**TASK INSTRUCTIONS**. Reproduce the data below verbatim, leaving out the pictures.

** Begin **

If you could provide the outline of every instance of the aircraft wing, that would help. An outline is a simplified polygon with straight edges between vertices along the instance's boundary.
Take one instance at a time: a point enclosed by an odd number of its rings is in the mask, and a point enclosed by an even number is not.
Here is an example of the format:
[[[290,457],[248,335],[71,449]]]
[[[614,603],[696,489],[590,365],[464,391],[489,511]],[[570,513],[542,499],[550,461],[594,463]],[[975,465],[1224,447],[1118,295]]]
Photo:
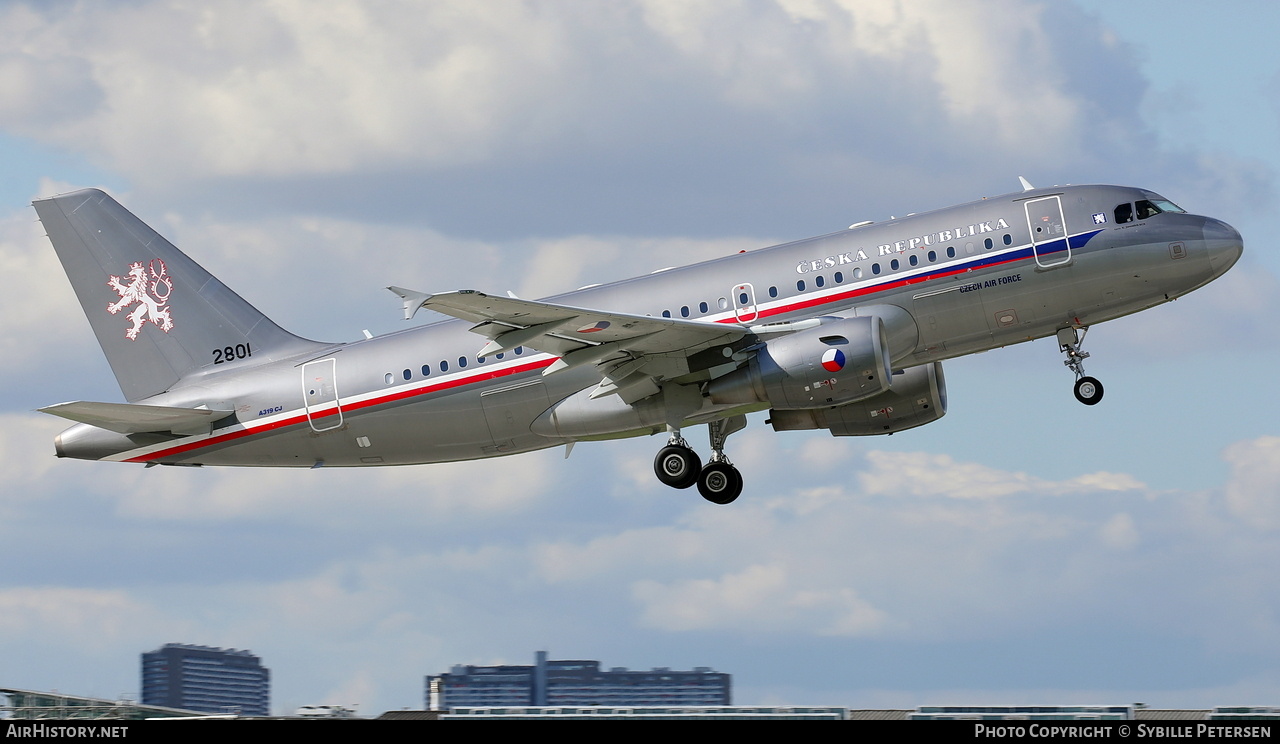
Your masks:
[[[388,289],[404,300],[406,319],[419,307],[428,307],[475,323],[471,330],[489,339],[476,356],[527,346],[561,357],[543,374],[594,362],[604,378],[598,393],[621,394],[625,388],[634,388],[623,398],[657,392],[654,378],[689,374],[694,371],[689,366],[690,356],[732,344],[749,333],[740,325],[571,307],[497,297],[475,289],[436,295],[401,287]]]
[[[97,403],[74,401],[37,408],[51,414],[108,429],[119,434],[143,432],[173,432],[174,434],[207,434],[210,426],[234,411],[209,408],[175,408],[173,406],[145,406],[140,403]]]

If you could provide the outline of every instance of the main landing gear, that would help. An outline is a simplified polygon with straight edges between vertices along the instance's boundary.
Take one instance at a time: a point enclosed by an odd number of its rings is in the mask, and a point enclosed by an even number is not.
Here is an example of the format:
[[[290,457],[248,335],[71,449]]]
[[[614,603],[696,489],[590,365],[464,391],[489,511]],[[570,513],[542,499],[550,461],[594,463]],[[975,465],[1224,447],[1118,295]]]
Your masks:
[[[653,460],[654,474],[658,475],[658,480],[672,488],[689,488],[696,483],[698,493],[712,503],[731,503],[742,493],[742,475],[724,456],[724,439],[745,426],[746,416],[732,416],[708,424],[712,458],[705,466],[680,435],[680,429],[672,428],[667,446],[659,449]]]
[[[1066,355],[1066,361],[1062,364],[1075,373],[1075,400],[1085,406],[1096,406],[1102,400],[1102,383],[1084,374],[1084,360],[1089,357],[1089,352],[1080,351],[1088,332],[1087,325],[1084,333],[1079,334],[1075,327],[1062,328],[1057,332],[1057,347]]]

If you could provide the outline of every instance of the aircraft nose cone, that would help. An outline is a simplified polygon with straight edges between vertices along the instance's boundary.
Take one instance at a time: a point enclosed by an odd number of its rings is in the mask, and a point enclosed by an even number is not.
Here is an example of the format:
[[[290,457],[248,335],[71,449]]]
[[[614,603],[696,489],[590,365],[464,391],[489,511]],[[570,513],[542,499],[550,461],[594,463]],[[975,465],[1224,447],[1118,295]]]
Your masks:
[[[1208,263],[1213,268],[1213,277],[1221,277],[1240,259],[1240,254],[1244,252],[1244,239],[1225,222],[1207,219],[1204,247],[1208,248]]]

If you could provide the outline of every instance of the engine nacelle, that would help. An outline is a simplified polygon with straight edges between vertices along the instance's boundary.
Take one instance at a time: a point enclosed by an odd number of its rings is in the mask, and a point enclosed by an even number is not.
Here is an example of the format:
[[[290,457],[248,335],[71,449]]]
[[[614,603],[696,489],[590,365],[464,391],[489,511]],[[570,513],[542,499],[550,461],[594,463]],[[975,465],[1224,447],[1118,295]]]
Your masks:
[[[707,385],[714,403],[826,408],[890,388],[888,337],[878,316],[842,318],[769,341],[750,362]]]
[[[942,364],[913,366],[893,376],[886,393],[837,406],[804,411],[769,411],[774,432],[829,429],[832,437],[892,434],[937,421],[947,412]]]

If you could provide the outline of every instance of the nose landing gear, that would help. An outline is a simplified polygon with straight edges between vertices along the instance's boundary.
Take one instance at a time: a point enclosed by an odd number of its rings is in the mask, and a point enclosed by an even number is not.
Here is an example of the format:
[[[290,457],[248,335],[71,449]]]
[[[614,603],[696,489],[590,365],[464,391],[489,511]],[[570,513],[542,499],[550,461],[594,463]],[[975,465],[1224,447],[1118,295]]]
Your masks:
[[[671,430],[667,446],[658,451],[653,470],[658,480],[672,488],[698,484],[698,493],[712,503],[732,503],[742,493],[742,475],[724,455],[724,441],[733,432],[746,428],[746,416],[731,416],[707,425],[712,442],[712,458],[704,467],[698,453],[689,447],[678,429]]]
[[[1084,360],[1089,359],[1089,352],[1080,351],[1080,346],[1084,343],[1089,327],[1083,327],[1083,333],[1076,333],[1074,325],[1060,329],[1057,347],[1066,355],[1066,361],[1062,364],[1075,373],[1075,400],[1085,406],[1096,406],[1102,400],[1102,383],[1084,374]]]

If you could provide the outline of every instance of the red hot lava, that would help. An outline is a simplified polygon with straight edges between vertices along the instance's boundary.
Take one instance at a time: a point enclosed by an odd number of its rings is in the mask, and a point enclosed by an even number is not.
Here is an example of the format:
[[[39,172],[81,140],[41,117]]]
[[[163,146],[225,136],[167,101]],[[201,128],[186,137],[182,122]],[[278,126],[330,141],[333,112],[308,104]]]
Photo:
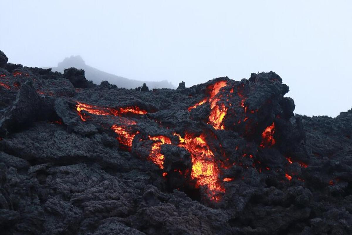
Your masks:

** End **

**OUTPUT OF THE TASK**.
If you could provide the outline of every instance of the aircraft wing, that would help. An outline is a simplified polygon with straight edges between vertices along the instance's boundary.
Take one instance at a time: a point enclosed by an odd number of its rings is in the mask, and a point enclosed by an even number is not.
Here is an example of the format:
[[[290,457],[248,335],[71,449]]]
[[[614,603],[696,489],[590,365],[464,391],[489,511]],[[570,513],[542,499],[550,461],[594,463]],[[975,465],[1224,447],[1118,295]]]
Photo:
Your masks:
[[[388,289],[404,300],[406,319],[419,307],[428,307],[475,323],[471,330],[489,339],[476,356],[527,346],[561,357],[543,374],[594,362],[604,378],[598,393],[621,394],[625,388],[634,388],[623,398],[657,392],[654,378],[689,374],[694,371],[689,366],[690,356],[732,344],[749,333],[740,325],[571,307],[497,297],[475,289],[436,295],[401,287]]]
[[[97,403],[74,401],[37,408],[51,414],[108,429],[119,434],[143,432],[173,432],[174,434],[207,434],[210,426],[234,411],[209,408],[175,408],[173,406],[145,406],[140,403]]]

If you could provide the outline of every instance of the main landing gear, that would help. An outline is a simplified polygon with straight edges between vertices along the instance's boundary.
Take one instance at a time: a point enclosed by an odd number of its rings is in the mask, and a point enclosed by an even number is not.
Here is an example of the format:
[[[290,457],[248,335],[71,449]]]
[[[614,603],[696,489],[590,365],[464,391],[489,511]],[[570,513],[542,499],[550,461],[594,463]],[[975,465],[1224,447],[1118,295]]]
Your masks:
[[[653,460],[654,474],[658,475],[658,480],[672,488],[689,488],[696,483],[698,493],[712,503],[731,503],[742,493],[742,475],[724,456],[724,439],[745,426],[746,416],[732,416],[708,424],[712,458],[705,466],[680,435],[680,429],[672,428],[667,446],[659,449]]]
[[[1066,355],[1066,361],[1062,364],[1075,373],[1075,400],[1085,406],[1096,406],[1102,400],[1102,383],[1084,374],[1084,360],[1089,357],[1089,352],[1080,351],[1088,332],[1087,325],[1084,333],[1079,334],[1075,327],[1062,328],[1057,332],[1057,347]]]

If you could provide the outline of every instance of the aircraft nose cone, that would help. An outline is a simplified polygon with straight edges between vertices along the instance's boundary.
Take one instance at a time: a point enclosed by an odd number of its rings is in the mask, and a point enclosed by an even number is not.
Here is an example of the format:
[[[290,457],[248,335],[71,449]]]
[[[614,603],[696,489],[590,365],[464,391],[489,511]],[[570,513],[542,499],[550,461],[594,463]],[[975,465],[1224,447],[1118,295]]]
Your masks:
[[[1208,263],[1213,268],[1213,277],[1221,277],[1240,259],[1240,254],[1244,252],[1244,239],[1225,222],[1207,219],[1204,247],[1208,248]]]

If you could provide the outline of every instance of the engine nacelle, that would help. An outline is a simplified polygon with straight edges between vertices along the instance's boundary.
Take one instance at a time: a point enclosed by an odd number of its rings is in the mask, and a point enclosed by an even number is not.
Here is an example of the format:
[[[290,457],[248,335],[71,449]]]
[[[614,603],[696,489],[590,365],[464,391],[489,511]],[[570,513],[542,499],[550,461],[594,463]],[[975,465],[1224,447],[1118,295]]]
Your masks:
[[[707,385],[714,403],[826,408],[890,388],[888,337],[878,316],[842,318],[769,341],[750,362]]]
[[[942,364],[913,366],[893,376],[886,393],[837,406],[804,411],[769,411],[774,432],[829,429],[832,437],[892,434],[937,421],[947,412]]]

If you could provide the outline of every instance of the nose landing gear, that would help. An outline is a simplified polygon with straight edges between vertices along the instance's boundary.
Take one instance at a time: a point enclosed by an odd number of its rings is in the mask, and a point enclosed by an even number is not.
Here is an example of the format:
[[[290,457],[248,335],[71,449]]]
[[[614,603],[696,489],[590,365],[464,391],[489,511]],[[570,513],[542,499],[550,461],[594,463]],[[975,465],[1224,447],[1118,295]]]
Your masks:
[[[671,430],[667,446],[658,451],[653,470],[658,480],[672,488],[698,484],[698,493],[712,503],[732,503],[742,493],[742,475],[724,455],[724,441],[733,432],[746,428],[746,416],[731,416],[707,425],[712,442],[712,458],[704,467],[698,453],[689,447],[678,429]]]
[[[1084,360],[1089,359],[1089,352],[1080,351],[1080,346],[1084,343],[1089,327],[1083,327],[1083,333],[1076,333],[1074,325],[1060,329],[1057,347],[1066,355],[1066,361],[1062,364],[1075,373],[1075,400],[1085,406],[1096,406],[1102,400],[1102,383],[1084,374]]]

If you could provide the outline of every instance of the red hot lava, that would help. An outline is a simplified polygon with straight edges between vertices along the instance's boundary.
Take one instance at a time: a point enclosed by an odd number of its rings is in the mask, and a point enclosed by an even number is not.
Here is an example of the format:
[[[39,172],[81,140],[41,117]]]
[[[163,146],[225,136],[167,101]],[[201,128],[186,137],[182,122]],[[278,126],[330,141],[333,112],[308,104]]]
Photo:
Your masks:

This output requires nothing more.